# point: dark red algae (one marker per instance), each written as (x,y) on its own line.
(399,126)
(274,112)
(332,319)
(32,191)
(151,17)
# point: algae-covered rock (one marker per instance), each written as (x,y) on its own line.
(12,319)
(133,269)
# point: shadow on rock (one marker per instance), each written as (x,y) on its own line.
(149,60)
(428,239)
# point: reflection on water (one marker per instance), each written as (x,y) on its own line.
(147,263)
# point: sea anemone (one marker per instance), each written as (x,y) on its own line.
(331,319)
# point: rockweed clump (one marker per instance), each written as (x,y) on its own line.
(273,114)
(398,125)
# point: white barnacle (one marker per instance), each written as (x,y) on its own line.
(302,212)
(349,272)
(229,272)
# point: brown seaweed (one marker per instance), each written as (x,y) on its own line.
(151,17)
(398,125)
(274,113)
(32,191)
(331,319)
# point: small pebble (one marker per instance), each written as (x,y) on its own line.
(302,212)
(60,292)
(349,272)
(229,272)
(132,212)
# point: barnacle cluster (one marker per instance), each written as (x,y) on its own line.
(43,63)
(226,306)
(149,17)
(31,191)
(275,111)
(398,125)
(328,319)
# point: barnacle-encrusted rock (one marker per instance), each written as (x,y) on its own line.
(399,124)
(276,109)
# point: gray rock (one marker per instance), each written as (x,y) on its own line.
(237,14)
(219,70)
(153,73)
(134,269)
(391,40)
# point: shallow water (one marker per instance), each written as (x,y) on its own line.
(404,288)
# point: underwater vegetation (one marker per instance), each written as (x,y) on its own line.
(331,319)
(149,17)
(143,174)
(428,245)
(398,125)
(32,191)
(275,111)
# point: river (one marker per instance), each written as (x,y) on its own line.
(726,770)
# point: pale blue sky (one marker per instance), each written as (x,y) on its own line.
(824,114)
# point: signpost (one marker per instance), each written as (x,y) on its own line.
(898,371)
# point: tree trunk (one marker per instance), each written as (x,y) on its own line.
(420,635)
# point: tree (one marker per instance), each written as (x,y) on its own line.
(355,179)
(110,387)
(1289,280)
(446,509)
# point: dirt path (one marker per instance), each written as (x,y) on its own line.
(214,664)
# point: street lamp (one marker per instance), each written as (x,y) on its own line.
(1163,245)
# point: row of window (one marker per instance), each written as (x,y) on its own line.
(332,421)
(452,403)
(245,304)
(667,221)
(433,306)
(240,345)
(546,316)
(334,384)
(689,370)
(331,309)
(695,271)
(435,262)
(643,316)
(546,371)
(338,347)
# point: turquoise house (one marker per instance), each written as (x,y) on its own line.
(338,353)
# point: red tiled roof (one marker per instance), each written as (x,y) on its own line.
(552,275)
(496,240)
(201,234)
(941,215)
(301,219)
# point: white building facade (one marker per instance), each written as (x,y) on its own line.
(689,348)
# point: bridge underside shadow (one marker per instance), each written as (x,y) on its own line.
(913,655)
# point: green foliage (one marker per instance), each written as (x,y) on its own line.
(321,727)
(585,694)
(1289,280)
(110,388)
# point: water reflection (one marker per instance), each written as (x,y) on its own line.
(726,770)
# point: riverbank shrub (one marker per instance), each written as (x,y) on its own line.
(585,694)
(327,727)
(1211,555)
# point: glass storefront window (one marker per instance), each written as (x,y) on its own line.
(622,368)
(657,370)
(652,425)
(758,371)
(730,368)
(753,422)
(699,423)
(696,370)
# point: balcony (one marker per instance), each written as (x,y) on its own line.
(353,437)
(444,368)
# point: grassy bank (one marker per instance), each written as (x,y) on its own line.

# Work task:
Only the lines from the one holding "# point: water" through the final line of the entries, both included, should be given again, word for word.

# Result of this exercise:
# point: water reflection (one marker per instance), each written as (x,y) on its own line.
(726,770)
# point: riverbank shrub (one marker per instance), each written as (x,y) on its own line.
(585,694)
(327,727)
(1211,555)
# point: glass storefront window (one marker per instance), each written as (x,y) on its own line.
(622,368)
(657,370)
(652,425)
(758,371)
(730,368)
(753,422)
(699,423)
(696,370)
# point: balcony (one marker per instance), each written as (x,y) on its own line.
(353,437)
(444,368)
# point: grassy bank (one marker per instance), each written as (x,y) on its own line.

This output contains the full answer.